Could you give back the records from the line containing "Target: bird's eye" through the line containing "[(397, 566)]", both included, with "hawk" switched to "raptor" and nothing else changed? Return only those lines.

▶ **Stored data**
-*-*-
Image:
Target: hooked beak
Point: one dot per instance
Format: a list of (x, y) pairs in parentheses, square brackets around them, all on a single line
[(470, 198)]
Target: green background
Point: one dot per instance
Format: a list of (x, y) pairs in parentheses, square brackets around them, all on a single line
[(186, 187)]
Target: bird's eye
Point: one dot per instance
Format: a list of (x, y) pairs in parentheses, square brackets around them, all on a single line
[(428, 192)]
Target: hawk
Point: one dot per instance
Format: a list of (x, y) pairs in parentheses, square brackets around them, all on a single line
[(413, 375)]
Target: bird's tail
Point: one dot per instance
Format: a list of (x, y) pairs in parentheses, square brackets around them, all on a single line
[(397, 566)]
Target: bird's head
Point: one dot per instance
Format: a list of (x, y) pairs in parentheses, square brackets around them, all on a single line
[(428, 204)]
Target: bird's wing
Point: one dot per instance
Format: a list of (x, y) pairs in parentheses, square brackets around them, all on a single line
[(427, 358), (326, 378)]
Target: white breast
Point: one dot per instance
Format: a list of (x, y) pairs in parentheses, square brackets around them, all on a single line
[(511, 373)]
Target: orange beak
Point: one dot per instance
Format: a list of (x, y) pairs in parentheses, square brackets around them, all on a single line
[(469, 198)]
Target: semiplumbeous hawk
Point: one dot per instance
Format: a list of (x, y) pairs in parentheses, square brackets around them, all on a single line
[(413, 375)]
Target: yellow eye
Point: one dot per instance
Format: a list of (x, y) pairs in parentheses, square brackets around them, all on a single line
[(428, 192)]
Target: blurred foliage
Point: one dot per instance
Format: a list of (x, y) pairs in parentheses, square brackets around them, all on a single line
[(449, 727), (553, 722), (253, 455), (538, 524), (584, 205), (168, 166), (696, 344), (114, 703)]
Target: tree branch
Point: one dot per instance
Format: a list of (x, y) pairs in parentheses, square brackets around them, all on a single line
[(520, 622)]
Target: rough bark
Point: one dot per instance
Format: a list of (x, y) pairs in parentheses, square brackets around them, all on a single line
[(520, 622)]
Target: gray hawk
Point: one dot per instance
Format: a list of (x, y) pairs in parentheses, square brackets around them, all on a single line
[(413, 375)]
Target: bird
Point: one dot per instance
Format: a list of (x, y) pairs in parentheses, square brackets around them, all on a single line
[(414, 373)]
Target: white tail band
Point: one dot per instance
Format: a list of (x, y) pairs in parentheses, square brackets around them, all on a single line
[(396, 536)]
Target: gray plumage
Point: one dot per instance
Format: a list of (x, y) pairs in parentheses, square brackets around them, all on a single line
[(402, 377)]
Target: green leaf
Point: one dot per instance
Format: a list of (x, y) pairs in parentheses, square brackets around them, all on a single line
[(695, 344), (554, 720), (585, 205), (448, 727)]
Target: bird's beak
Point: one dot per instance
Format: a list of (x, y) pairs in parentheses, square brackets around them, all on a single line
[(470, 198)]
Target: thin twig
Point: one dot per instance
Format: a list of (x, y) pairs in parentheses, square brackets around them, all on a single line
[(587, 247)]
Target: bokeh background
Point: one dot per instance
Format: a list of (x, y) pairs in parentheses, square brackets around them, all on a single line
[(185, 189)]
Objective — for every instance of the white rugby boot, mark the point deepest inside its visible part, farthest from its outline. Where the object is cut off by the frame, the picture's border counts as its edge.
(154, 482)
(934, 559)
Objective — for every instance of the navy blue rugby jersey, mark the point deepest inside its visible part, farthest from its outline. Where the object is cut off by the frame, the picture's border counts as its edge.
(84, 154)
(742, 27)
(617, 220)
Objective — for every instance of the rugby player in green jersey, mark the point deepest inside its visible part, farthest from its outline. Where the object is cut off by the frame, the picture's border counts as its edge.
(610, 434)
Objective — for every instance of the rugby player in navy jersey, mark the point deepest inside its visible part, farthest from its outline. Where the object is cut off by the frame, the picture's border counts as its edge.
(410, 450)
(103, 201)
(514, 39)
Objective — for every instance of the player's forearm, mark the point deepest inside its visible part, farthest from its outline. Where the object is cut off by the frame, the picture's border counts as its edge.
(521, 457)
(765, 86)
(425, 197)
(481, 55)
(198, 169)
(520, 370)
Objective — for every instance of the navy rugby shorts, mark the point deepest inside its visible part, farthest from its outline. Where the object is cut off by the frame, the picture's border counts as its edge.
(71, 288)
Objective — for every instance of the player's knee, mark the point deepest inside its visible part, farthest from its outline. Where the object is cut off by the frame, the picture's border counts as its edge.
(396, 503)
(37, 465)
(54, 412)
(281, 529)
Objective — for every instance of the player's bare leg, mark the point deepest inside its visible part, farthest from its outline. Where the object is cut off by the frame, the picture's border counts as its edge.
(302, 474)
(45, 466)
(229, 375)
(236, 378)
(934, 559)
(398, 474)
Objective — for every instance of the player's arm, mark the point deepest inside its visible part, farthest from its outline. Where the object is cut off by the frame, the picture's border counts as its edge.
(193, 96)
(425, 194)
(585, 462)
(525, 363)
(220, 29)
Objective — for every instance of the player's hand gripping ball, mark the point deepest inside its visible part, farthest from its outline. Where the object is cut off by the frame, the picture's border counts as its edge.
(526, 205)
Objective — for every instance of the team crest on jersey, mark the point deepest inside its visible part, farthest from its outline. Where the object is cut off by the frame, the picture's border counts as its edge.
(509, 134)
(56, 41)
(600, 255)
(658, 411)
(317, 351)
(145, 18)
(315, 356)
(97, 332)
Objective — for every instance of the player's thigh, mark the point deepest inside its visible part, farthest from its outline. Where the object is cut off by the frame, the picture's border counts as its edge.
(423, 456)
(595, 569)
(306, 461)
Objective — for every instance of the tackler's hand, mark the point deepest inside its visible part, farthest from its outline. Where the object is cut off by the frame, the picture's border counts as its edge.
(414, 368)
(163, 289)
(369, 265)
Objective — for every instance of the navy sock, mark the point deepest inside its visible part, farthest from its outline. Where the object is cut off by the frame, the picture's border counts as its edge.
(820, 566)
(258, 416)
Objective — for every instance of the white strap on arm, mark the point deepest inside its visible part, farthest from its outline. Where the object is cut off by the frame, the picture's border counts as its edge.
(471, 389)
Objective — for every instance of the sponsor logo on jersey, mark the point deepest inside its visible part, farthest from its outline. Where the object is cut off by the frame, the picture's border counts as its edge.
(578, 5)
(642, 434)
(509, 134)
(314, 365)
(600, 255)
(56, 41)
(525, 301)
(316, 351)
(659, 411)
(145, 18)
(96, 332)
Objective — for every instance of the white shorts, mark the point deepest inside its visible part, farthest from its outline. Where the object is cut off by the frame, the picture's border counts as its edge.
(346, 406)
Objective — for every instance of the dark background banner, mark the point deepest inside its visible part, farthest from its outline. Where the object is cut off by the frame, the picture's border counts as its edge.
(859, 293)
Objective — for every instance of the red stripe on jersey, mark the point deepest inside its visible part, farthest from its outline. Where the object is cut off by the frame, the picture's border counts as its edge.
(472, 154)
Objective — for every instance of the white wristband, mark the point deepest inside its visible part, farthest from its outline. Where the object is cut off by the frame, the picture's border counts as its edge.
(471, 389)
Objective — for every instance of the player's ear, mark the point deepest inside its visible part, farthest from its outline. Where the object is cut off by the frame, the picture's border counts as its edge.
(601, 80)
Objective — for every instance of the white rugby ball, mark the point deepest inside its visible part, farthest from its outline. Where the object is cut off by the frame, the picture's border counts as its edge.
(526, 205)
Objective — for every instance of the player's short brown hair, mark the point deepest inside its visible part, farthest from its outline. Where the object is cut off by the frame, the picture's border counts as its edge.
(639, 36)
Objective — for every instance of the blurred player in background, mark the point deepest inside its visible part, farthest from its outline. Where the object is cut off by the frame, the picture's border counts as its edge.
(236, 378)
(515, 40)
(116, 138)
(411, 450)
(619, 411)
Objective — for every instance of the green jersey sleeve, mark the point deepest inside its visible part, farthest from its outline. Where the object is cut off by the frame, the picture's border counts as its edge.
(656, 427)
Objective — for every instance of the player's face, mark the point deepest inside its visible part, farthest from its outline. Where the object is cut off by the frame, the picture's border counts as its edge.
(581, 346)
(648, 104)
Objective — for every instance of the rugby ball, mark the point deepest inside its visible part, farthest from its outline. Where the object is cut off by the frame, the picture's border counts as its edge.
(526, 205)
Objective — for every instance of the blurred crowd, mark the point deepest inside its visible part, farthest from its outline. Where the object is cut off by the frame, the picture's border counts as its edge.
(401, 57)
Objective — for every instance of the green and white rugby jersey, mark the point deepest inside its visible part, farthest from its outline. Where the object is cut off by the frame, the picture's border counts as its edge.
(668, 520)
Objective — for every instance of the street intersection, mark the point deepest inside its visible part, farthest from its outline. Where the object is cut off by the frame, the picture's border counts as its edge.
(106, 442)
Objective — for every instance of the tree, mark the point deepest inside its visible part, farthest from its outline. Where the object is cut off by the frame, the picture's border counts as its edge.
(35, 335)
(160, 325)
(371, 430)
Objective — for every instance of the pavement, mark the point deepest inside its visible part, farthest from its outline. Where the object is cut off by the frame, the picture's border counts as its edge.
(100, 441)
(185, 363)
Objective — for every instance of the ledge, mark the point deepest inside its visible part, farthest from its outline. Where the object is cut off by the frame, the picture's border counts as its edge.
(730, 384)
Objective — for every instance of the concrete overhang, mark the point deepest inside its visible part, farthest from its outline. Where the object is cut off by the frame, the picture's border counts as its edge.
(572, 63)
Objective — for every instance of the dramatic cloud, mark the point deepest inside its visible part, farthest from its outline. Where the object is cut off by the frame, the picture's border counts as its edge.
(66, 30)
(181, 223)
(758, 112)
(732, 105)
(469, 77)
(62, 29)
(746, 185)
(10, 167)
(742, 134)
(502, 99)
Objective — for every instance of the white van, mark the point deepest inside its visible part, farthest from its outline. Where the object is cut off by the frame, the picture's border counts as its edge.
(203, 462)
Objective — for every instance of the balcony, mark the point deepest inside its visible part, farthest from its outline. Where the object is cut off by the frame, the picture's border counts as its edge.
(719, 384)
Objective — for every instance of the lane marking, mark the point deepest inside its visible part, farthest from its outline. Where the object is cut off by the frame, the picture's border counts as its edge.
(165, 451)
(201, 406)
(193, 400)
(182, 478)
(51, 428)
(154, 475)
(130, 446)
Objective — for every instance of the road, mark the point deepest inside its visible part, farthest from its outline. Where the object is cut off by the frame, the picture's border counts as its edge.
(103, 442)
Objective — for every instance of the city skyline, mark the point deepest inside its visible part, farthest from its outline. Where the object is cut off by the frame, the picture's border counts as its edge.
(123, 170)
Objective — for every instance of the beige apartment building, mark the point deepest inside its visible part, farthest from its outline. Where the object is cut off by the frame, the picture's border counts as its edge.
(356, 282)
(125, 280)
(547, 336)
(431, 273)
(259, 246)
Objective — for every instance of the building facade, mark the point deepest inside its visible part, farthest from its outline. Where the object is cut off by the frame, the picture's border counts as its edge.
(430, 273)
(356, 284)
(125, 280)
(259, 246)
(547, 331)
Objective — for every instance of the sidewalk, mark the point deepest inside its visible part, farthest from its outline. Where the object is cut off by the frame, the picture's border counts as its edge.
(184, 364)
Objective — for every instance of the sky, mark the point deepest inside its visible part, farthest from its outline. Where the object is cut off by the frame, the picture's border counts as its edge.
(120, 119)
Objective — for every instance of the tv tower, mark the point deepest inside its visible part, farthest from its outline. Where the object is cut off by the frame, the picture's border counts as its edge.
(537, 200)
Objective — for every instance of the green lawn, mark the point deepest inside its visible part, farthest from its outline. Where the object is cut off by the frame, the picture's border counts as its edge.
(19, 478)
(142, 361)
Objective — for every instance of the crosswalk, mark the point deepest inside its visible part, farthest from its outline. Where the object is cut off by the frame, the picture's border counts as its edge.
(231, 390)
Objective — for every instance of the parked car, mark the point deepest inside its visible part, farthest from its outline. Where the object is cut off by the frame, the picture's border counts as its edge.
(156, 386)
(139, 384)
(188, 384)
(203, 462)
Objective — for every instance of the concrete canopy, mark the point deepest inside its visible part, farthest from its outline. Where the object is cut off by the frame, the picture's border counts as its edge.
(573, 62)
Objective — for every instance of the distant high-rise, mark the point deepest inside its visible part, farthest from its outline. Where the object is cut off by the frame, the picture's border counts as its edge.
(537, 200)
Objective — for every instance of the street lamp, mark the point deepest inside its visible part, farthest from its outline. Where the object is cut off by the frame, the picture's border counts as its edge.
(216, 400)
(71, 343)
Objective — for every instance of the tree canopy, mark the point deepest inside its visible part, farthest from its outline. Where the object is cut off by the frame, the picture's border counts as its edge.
-*-*-
▶ **Completed task**
Target: bird's eye
Point: one dot per instance
Format: a list of (x, y) pairs in parentheses, square brackets around them, all on a single line
[(428, 192)]
Target: raptor
Point: one dot per instance
Format: a list of (x, y) pairs in parentheses, square brackets around them, all on a single line
[(413, 375)]
Target: bird's tail
Point: one dot per instance
Format: a list of (x, y) pairs in parentheses, square brackets around them, all on a single line
[(397, 566)]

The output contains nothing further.